Information supplied ->
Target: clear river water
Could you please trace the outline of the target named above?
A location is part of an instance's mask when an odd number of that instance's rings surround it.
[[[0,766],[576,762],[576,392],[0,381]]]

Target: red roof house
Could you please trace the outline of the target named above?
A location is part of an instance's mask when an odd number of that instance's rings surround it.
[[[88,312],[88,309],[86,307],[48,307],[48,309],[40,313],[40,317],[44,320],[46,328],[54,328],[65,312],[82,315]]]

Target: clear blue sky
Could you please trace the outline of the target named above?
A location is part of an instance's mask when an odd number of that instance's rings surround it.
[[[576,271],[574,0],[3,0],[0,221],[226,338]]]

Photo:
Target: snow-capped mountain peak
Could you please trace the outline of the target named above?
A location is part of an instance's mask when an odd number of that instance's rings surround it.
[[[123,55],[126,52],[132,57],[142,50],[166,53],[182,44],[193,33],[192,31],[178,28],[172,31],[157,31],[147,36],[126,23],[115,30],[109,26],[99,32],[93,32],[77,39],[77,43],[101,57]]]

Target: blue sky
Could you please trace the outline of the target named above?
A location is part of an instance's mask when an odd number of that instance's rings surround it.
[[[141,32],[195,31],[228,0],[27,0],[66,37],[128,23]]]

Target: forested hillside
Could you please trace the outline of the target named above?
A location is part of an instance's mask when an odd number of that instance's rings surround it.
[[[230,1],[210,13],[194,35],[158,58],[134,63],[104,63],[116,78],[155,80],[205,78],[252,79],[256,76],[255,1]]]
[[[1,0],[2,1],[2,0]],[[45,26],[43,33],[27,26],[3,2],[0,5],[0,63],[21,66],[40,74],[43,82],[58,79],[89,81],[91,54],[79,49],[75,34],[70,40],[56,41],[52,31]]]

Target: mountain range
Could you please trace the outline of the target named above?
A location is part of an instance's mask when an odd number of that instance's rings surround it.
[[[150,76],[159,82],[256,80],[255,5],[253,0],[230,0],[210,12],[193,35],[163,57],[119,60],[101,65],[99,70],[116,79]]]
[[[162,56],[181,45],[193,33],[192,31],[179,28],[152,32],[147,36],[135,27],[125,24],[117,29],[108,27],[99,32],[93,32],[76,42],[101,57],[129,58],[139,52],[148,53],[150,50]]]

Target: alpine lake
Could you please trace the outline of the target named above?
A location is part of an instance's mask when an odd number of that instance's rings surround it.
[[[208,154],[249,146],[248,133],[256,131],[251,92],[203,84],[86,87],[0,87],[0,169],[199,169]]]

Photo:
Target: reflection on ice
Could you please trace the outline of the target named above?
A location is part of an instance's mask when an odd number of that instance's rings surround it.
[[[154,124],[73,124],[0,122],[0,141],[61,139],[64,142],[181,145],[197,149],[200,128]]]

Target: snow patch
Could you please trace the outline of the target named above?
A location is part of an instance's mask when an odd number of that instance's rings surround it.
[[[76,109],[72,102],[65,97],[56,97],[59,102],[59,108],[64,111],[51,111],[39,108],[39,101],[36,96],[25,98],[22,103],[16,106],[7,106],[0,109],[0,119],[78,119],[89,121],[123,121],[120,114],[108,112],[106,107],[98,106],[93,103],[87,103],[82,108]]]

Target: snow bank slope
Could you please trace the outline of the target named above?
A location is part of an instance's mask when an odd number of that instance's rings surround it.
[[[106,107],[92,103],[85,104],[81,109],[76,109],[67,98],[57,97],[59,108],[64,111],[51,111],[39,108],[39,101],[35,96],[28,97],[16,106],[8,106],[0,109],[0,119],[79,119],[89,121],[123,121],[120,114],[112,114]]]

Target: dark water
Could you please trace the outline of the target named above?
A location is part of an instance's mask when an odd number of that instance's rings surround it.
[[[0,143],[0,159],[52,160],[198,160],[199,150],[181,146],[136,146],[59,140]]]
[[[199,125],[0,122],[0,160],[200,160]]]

Given problem -> Print the material once more, exactly.

Exercise output ->
Target: clear river water
Could you please trace the outline of the target named above?
A location is part of an instance's mask when an odd number of that instance's rings surround it.
[[[0,766],[576,762],[576,392],[0,381]]]

Target: red roof house
Could you please trace the outline of the target named above?
A location is part of an instance's mask when an odd number of that instance's rings surround it.
[[[88,312],[88,309],[86,307],[48,307],[48,309],[40,313],[40,317],[44,320],[46,328],[54,328],[65,312],[82,315]]]

Target: clear blue sky
Could you please trace the outline of the target named above?
A location is part of an instance's mask when an odd number of that instance's rings surround it.
[[[576,271],[574,0],[3,0],[0,221],[226,338]]]

Photo:
Target: snow-capped mountain peak
Could you please trace the outline of the target named above?
A location is part of an instance's mask when an odd number of that instance's rings surround it.
[[[123,55],[126,52],[132,57],[142,50],[166,53],[182,44],[193,33],[192,31],[178,28],[172,31],[157,31],[147,36],[126,23],[115,30],[109,26],[99,32],[93,32],[77,39],[77,43],[101,57]]]

Target: blue sky
Could you please trace the outline of the target named above?
A location is part of an instance's mask when an odd number of that instance's rings surround it.
[[[141,32],[195,31],[228,0],[27,0],[66,37],[128,23]]]

Target: forested hillside
Could you please trace the outline of the target named above?
A location is part of an instance's mask when an odd number of that instance's rings surround it.
[[[230,1],[210,13],[194,35],[158,58],[134,63],[104,63],[116,78],[155,80],[205,78],[252,79],[256,76],[255,1]]]
[[[1,0],[2,1],[2,0]],[[45,26],[43,33],[27,26],[3,2],[0,5],[0,63],[21,66],[40,74],[43,82],[58,79],[89,81],[91,54],[79,49],[75,34],[70,40],[56,41],[52,31]]]

Target: mountain range
Could you please trace the outline of the target named above?
A location is part of an instance's mask when an odd number of that instance's rings surround it.
[[[150,76],[159,82],[256,80],[255,5],[253,0],[230,0],[210,12],[193,35],[163,57],[119,60],[101,65],[99,70],[116,79]]]
[[[162,56],[181,45],[193,33],[192,31],[179,28],[152,32],[147,36],[135,27],[125,24],[117,29],[108,27],[99,32],[93,32],[76,42],[101,57],[129,58],[139,52],[148,53],[150,50]]]

Target: alpine lake
Could you please trace the outline of the target named above?
A location is part of an instance's mask when an odd number of that instance's rings surround it.
[[[208,154],[249,146],[248,133],[256,131],[251,92],[203,84],[86,87],[0,87],[0,169],[199,169]]]

Photo:
Target: reflection on ice
Could you please trace the outline of the target named above?
A location is part of an instance's mask when an odd number of that instance's rings surround it.
[[[154,124],[73,124],[0,122],[0,141],[61,139],[64,142],[181,145],[197,149],[200,128]]]

Target: snow patch
Could you please trace the outline of the target named above?
A location is part of an instance's mask when an odd number of that instance's rings surround it.
[[[76,109],[72,102],[65,97],[56,97],[59,102],[59,108],[64,111],[51,111],[39,108],[39,101],[36,96],[25,98],[22,103],[16,106],[7,106],[0,109],[0,119],[78,119],[89,121],[123,121],[120,114],[108,112],[106,107],[98,106],[93,103],[87,103],[82,108]]]

Target: snow bank slope
Could you please trace the outline of the target named above?
A location is part of an instance's mask when an odd number of that instance's rings surround it.
[[[106,107],[92,103],[85,104],[81,109],[76,109],[67,98],[57,97],[59,108],[64,111],[51,111],[39,108],[39,101],[35,96],[28,97],[16,106],[8,106],[0,109],[0,119],[79,119],[89,121],[123,121],[120,114],[112,114]]]

Target: dark water
Could you please trace the outline of the target named above?
A location is part of an instance's mask when an odd number of that instance's rings surround it.
[[[0,143],[0,159],[52,160],[198,160],[199,150],[181,146],[136,146],[59,140]]]
[[[199,125],[0,122],[0,160],[200,160]]]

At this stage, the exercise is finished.